§ **Records**:

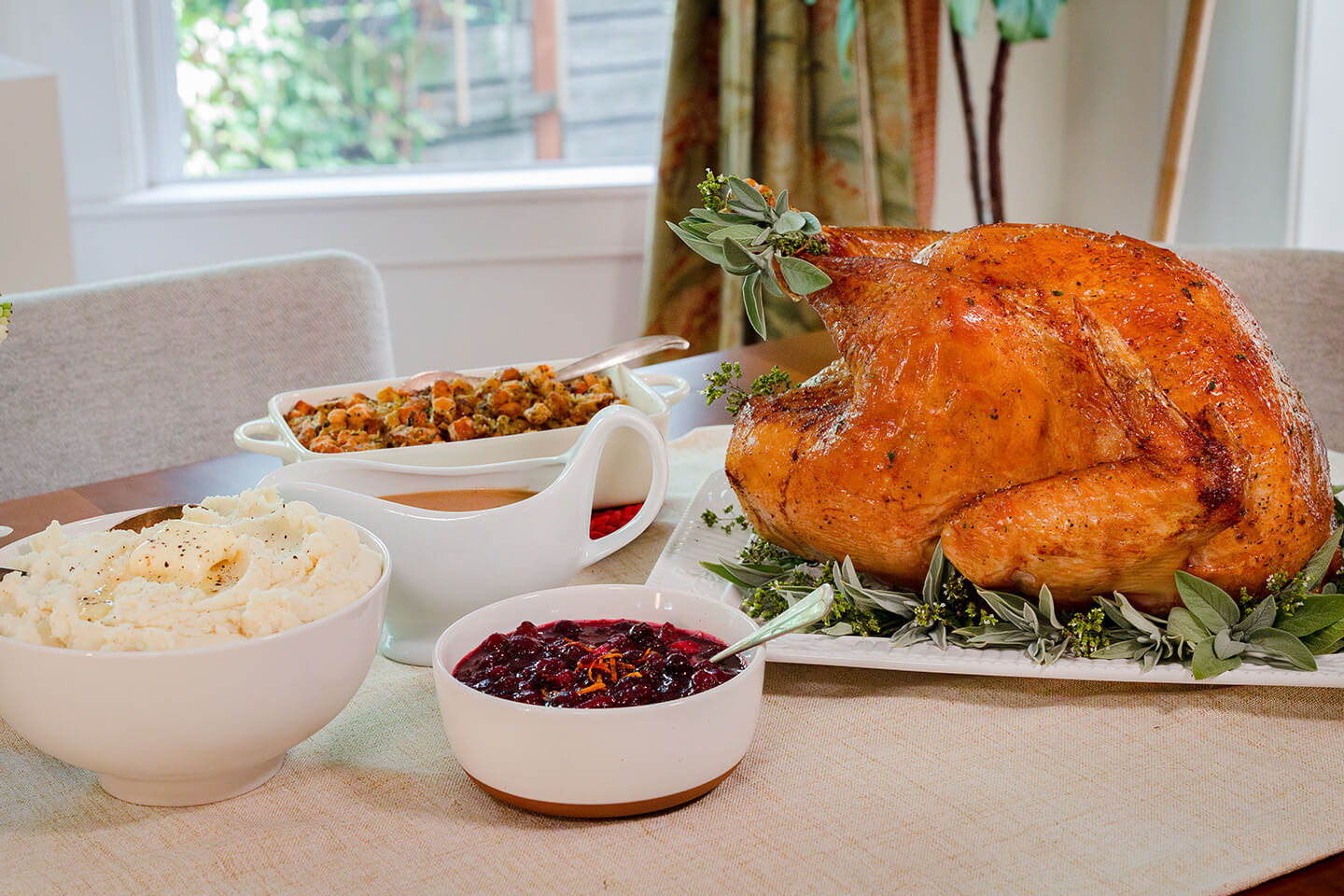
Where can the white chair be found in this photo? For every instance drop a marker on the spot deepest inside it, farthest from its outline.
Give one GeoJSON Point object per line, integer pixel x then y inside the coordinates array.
{"type": "Point", "coordinates": [134, 375]}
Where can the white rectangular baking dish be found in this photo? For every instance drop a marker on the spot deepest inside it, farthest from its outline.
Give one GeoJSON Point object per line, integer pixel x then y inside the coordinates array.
{"type": "Point", "coordinates": [623, 474]}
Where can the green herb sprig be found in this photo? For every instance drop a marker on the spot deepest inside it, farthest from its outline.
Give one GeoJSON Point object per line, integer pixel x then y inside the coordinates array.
{"type": "Point", "coordinates": [746, 234]}
{"type": "Point", "coordinates": [727, 522]}
{"type": "Point", "coordinates": [724, 383]}
{"type": "Point", "coordinates": [1211, 633]}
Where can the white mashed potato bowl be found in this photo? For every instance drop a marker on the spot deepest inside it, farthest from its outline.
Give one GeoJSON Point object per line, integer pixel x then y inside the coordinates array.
{"type": "Point", "coordinates": [196, 724]}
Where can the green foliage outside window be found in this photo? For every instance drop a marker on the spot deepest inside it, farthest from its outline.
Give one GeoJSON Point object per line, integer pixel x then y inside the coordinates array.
{"type": "Point", "coordinates": [305, 83]}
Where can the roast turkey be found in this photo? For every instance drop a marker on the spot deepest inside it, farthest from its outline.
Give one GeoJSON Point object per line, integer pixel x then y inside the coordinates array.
{"type": "Point", "coordinates": [1058, 406]}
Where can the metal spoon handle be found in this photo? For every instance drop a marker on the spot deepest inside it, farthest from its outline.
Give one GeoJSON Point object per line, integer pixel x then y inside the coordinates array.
{"type": "Point", "coordinates": [619, 355]}
{"type": "Point", "coordinates": [804, 613]}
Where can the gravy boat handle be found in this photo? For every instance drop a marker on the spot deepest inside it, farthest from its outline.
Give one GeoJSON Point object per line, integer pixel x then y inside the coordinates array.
{"type": "Point", "coordinates": [585, 467]}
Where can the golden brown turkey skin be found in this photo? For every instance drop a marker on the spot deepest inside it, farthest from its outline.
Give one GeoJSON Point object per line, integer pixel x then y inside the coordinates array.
{"type": "Point", "coordinates": [1038, 398]}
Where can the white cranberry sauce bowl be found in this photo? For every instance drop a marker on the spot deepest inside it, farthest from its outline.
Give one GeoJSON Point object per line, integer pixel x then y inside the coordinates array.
{"type": "Point", "coordinates": [610, 761]}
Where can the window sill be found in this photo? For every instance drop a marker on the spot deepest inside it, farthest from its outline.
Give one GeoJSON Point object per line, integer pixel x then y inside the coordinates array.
{"type": "Point", "coordinates": [375, 191]}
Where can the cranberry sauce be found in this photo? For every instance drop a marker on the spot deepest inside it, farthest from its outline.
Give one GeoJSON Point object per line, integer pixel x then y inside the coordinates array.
{"type": "Point", "coordinates": [595, 664]}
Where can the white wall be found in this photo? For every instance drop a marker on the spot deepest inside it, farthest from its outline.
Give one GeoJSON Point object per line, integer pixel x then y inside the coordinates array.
{"type": "Point", "coordinates": [1121, 67]}
{"type": "Point", "coordinates": [489, 273]}
{"type": "Point", "coordinates": [1317, 217]}
{"type": "Point", "coordinates": [1034, 146]}
{"type": "Point", "coordinates": [34, 214]}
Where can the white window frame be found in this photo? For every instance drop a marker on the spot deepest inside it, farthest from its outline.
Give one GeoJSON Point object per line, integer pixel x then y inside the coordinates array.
{"type": "Point", "coordinates": [162, 159]}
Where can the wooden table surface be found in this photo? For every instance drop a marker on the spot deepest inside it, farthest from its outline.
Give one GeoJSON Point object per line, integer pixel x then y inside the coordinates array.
{"type": "Point", "coordinates": [801, 357]}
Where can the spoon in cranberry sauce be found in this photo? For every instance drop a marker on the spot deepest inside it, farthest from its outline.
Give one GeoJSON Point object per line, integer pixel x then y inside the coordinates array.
{"type": "Point", "coordinates": [804, 613]}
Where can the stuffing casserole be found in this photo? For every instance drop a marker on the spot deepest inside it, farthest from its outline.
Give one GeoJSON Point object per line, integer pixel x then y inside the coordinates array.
{"type": "Point", "coordinates": [507, 403]}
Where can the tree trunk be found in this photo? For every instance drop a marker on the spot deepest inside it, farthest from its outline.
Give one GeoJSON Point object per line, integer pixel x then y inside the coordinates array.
{"type": "Point", "coordinates": [996, 127]}
{"type": "Point", "coordinates": [968, 115]}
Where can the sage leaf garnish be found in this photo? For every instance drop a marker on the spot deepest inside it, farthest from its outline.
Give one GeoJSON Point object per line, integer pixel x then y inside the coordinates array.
{"type": "Point", "coordinates": [1206, 664]}
{"type": "Point", "coordinates": [1225, 648]}
{"type": "Point", "coordinates": [1281, 644]}
{"type": "Point", "coordinates": [748, 231]}
{"type": "Point", "coordinates": [1183, 623]}
{"type": "Point", "coordinates": [1325, 641]}
{"type": "Point", "coordinates": [1261, 617]}
{"type": "Point", "coordinates": [1211, 605]}
{"type": "Point", "coordinates": [1320, 562]}
{"type": "Point", "coordinates": [1317, 613]}
{"type": "Point", "coordinates": [803, 277]}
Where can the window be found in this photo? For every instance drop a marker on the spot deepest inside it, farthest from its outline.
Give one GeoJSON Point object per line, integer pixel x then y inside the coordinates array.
{"type": "Point", "coordinates": [323, 85]}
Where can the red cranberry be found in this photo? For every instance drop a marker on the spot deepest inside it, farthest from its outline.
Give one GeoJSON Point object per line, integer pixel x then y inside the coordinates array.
{"type": "Point", "coordinates": [705, 678]}
{"type": "Point", "coordinates": [523, 645]}
{"type": "Point", "coordinates": [565, 679]}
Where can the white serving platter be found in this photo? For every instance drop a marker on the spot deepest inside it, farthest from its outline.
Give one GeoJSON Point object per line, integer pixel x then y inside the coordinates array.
{"type": "Point", "coordinates": [693, 540]}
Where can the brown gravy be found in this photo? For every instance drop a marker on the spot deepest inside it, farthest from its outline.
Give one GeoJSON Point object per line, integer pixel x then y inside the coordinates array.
{"type": "Point", "coordinates": [458, 500]}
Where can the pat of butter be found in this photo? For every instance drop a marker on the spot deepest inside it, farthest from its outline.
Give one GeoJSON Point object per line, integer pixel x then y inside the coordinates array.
{"type": "Point", "coordinates": [182, 553]}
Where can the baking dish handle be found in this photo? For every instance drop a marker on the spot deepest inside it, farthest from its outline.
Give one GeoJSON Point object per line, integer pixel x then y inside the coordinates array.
{"type": "Point", "coordinates": [680, 388]}
{"type": "Point", "coordinates": [261, 436]}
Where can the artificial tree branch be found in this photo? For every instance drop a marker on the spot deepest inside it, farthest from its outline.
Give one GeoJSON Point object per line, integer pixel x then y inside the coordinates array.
{"type": "Point", "coordinates": [968, 113]}
{"type": "Point", "coordinates": [996, 127]}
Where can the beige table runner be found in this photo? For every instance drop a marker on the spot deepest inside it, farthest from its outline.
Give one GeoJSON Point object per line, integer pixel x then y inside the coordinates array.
{"type": "Point", "coordinates": [857, 782]}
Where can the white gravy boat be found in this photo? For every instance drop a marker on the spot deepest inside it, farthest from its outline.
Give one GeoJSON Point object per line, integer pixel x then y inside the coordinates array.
{"type": "Point", "coordinates": [448, 563]}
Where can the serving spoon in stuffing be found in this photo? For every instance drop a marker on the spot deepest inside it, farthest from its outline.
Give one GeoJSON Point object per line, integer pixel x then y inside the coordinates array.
{"type": "Point", "coordinates": [619, 354]}
{"type": "Point", "coordinates": [804, 613]}
{"type": "Point", "coordinates": [131, 525]}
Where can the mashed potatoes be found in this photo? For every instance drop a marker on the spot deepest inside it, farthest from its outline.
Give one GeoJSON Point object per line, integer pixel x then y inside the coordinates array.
{"type": "Point", "coordinates": [231, 568]}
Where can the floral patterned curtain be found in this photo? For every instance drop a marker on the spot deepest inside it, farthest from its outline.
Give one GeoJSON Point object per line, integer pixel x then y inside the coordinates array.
{"type": "Point", "coordinates": [756, 89]}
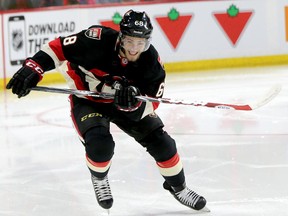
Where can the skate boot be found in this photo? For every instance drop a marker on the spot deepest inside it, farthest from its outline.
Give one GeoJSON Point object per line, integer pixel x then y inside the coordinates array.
{"type": "Point", "coordinates": [186, 196]}
{"type": "Point", "coordinates": [102, 192]}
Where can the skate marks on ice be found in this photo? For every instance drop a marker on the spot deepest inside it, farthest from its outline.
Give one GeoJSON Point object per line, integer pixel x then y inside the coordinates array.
{"type": "Point", "coordinates": [236, 160]}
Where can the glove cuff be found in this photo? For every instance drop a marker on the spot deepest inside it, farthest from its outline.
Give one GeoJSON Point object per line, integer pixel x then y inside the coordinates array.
{"type": "Point", "coordinates": [130, 109]}
{"type": "Point", "coordinates": [34, 66]}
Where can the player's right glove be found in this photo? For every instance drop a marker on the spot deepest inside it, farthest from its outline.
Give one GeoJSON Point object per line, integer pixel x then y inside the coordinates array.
{"type": "Point", "coordinates": [125, 99]}
{"type": "Point", "coordinates": [26, 77]}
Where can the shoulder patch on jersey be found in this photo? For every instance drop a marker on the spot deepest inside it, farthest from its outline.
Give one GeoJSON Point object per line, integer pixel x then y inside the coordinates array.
{"type": "Point", "coordinates": [94, 33]}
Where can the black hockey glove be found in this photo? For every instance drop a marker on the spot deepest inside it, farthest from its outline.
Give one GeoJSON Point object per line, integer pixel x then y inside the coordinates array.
{"type": "Point", "coordinates": [125, 98]}
{"type": "Point", "coordinates": [26, 77]}
{"type": "Point", "coordinates": [113, 81]}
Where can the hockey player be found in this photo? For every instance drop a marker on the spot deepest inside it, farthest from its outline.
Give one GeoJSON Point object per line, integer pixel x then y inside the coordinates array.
{"type": "Point", "coordinates": [123, 63]}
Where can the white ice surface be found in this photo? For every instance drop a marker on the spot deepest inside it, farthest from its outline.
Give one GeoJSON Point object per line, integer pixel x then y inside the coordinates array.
{"type": "Point", "coordinates": [238, 160]}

§ **Task prompt**:
The answer consists only of the lines from the one containing "Where can the glove" to the end of the records, each written out exactly.

§ **Answer**:
Where can the glove cuff be found in this photo? For every instance drop a marker on the spot deepest inside it, farthest from its outline.
Give one GeoJSON Point object per line, integer pixel x then y inside the coordinates array.
{"type": "Point", "coordinates": [130, 109]}
{"type": "Point", "coordinates": [34, 66]}
Where can the player's right glove be found in this photo? For every instance drop a marker on the spot deepest inside it, farthest from its outline.
Give one GeoJSON Point object per line, integer pixel x then y inside the coordinates array.
{"type": "Point", "coordinates": [125, 99]}
{"type": "Point", "coordinates": [26, 77]}
Where can the shoulder patch on jersey be found in this photo? For every instance drop a marker on the spot deepest inside it, farthest from its outline.
Give one GeoJSON Point object per line, integer pixel x then y inside the coordinates array.
{"type": "Point", "coordinates": [94, 33]}
Where can the black hockey glove be found in this photo? For every instance drop a marker on the spot deepest inside it, farthest from its outline.
Give one GeoJSON Point object per line, integer pixel x then y inside the coordinates array.
{"type": "Point", "coordinates": [125, 98]}
{"type": "Point", "coordinates": [26, 77]}
{"type": "Point", "coordinates": [113, 81]}
Where can the hockey player be found in this photo? For every instance drop a marker on the spot deepest inside it, farthest from its outline.
Give one GeoJSON Point object per line, integer pixel x then y inside the coordinates array.
{"type": "Point", "coordinates": [123, 63]}
Where can the white ice surface be found in this photo? For every instance drop a marker on the spot deepest inside it, farthest from its outline.
Give one GeoJSON Point object per line, integer pixel x then y inside the coordinates array.
{"type": "Point", "coordinates": [238, 160]}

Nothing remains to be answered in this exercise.